* START PROVIDED DATA *

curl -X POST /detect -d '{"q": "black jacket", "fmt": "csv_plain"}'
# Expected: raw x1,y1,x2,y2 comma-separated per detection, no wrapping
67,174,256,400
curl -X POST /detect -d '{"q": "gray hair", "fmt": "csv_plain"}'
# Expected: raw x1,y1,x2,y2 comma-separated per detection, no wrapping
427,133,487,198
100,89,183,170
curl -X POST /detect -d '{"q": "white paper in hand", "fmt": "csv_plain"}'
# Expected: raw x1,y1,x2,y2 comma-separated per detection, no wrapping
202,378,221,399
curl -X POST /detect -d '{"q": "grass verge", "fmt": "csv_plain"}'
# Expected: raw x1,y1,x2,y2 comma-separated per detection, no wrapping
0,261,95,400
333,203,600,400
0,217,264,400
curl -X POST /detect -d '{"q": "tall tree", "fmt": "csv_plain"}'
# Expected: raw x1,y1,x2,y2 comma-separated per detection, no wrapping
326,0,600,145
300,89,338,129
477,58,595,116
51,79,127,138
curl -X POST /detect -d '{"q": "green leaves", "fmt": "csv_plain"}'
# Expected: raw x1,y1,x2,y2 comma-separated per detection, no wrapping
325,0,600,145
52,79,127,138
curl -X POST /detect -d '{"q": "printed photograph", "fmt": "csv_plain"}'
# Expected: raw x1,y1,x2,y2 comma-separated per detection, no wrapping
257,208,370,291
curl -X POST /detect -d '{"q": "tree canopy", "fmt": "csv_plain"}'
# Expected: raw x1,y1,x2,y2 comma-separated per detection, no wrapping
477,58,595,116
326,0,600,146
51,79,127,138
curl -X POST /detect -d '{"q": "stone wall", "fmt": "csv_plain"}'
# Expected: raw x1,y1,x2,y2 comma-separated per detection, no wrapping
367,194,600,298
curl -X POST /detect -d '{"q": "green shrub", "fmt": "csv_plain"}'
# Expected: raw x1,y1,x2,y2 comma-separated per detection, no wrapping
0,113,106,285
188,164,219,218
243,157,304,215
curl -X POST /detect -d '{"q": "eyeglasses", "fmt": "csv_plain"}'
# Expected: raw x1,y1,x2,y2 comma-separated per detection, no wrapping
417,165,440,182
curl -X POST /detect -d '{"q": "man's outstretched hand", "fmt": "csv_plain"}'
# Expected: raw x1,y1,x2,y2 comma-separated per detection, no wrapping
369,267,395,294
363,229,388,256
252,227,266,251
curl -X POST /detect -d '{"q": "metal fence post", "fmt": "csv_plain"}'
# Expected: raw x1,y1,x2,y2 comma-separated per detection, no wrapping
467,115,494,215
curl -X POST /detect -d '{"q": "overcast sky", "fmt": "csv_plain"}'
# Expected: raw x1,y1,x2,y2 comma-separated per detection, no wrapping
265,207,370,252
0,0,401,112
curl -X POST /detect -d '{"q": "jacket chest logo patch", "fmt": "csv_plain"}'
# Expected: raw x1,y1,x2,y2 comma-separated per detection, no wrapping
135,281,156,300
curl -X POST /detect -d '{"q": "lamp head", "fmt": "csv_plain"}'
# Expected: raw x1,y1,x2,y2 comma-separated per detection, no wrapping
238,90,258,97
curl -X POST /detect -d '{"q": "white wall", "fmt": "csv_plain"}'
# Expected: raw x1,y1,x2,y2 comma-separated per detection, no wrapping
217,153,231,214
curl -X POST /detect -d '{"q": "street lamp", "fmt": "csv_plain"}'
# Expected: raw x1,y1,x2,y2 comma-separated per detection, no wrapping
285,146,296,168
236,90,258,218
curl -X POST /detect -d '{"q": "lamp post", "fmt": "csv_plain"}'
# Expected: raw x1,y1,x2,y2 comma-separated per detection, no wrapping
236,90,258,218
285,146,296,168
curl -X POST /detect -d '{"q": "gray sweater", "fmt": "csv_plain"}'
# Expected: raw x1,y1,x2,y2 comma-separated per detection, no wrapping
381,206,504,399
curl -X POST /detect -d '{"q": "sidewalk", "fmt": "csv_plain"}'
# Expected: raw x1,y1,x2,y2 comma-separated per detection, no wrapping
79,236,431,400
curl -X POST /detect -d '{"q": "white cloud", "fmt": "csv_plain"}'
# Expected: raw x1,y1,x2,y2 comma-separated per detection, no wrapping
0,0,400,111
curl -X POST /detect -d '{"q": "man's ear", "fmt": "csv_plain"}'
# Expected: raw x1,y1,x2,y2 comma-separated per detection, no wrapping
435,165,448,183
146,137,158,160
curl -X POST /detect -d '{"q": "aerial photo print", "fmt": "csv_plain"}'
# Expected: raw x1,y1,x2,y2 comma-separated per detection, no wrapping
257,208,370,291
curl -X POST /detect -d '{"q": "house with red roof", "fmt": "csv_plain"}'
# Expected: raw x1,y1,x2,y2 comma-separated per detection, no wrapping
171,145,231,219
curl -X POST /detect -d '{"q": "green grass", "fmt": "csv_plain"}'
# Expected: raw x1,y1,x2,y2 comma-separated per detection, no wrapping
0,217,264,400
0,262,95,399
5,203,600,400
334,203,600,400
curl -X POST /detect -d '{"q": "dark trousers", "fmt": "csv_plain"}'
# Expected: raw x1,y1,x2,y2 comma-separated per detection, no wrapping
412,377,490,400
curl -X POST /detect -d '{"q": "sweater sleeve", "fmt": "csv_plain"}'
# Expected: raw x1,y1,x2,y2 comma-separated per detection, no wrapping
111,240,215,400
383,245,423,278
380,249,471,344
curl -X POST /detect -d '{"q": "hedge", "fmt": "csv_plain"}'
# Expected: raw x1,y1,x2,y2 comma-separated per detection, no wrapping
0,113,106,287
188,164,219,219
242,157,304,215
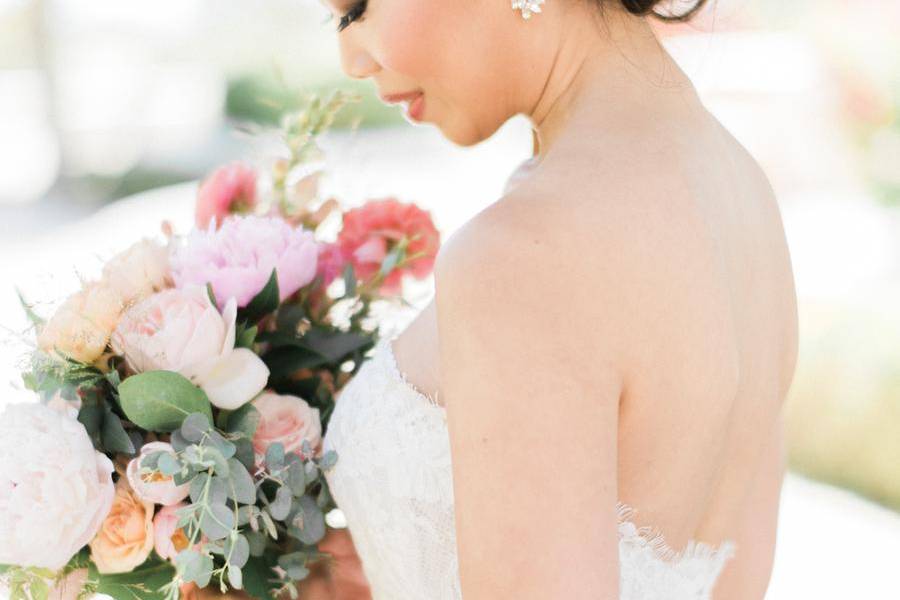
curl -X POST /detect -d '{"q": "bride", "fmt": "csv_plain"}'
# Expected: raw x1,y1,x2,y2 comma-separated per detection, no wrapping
308,0,797,600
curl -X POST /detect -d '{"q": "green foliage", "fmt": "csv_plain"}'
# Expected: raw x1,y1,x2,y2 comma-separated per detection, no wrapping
237,269,280,323
119,371,213,431
88,554,175,600
16,287,45,328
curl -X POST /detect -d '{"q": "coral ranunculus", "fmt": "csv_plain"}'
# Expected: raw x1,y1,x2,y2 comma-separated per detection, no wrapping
195,162,257,229
172,216,319,307
337,198,441,295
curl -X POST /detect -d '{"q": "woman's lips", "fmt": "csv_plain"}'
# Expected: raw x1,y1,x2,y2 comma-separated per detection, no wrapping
406,93,425,121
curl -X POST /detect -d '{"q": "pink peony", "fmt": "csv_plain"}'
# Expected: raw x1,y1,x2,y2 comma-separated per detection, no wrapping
316,244,347,288
337,198,440,295
195,162,256,229
111,285,269,410
125,442,191,506
253,392,322,464
172,216,319,307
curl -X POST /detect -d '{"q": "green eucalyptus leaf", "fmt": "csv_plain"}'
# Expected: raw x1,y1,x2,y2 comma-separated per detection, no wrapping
244,530,269,563
119,371,212,432
228,564,244,590
290,496,325,544
190,473,209,504
266,442,284,471
234,438,256,470
228,458,256,504
200,504,234,541
226,402,260,439
208,475,231,505
343,262,356,298
169,429,191,452
140,450,169,470
238,269,281,323
209,429,237,460
157,452,181,477
181,412,212,444
88,554,175,600
100,412,135,456
269,485,293,521
287,461,306,497
203,446,229,477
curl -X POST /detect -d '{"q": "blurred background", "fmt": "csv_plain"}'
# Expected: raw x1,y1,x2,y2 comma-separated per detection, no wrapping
0,0,900,600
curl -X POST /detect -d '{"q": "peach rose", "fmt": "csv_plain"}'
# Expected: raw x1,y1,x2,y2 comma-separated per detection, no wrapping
253,392,322,464
89,478,154,573
37,282,123,363
126,442,191,506
153,502,206,560
103,239,172,305
111,285,269,410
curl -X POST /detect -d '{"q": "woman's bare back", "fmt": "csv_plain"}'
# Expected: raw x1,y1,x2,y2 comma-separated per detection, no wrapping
394,98,797,600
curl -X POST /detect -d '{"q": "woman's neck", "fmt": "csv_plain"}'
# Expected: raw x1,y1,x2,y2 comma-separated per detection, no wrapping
528,3,693,160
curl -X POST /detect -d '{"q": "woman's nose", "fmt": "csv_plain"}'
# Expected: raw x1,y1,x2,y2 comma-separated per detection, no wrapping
341,42,378,79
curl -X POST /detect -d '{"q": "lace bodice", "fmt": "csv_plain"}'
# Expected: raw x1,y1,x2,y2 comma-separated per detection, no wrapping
323,336,735,600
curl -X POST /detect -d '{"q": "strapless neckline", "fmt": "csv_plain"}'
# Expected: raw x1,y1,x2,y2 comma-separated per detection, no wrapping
376,333,735,562
323,334,735,600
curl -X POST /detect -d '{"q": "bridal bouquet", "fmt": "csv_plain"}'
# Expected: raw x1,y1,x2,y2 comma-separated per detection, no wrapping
0,93,439,600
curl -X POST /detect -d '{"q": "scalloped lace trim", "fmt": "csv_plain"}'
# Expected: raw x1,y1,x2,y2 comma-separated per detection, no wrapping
325,334,736,600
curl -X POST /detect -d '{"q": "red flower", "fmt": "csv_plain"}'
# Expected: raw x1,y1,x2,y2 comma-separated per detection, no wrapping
195,162,256,229
316,243,347,288
337,198,441,295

* END PROVIDED DATA *

▶ EXERCISE INSTRUCTIONS: Reproduce everything from the start of the items down to the line containing "202,378,221,399", both ends included, keeping the curl commands and comment lines unchanged. Multiply every bounding-box coordinate in the answers by 0.8 and round each to a whole number, with halves rounded up.

▶ THE RESULT:
curl -X POST /detect -d '{"q": "black jacket", "fmt": "csv_plain"}'
# Expected: raw x1,y1,x2,y2 comma-separated per detection, no wrapping
54,139,205,320
curl -X POST /detect -d '{"q": "gray hair", "fmt": "csv_plain"}'
# Expected: raw x1,y1,x2,y2 comma-separated per detection, no wrapping
342,106,390,158
80,71,146,136
curl -X POST /detect -d '{"q": "white paper in hand", "fmt": "csv_plain"}'
# Expected: raw x1,y1,x2,y2 comma-separated per detection, no wrapping
162,302,177,319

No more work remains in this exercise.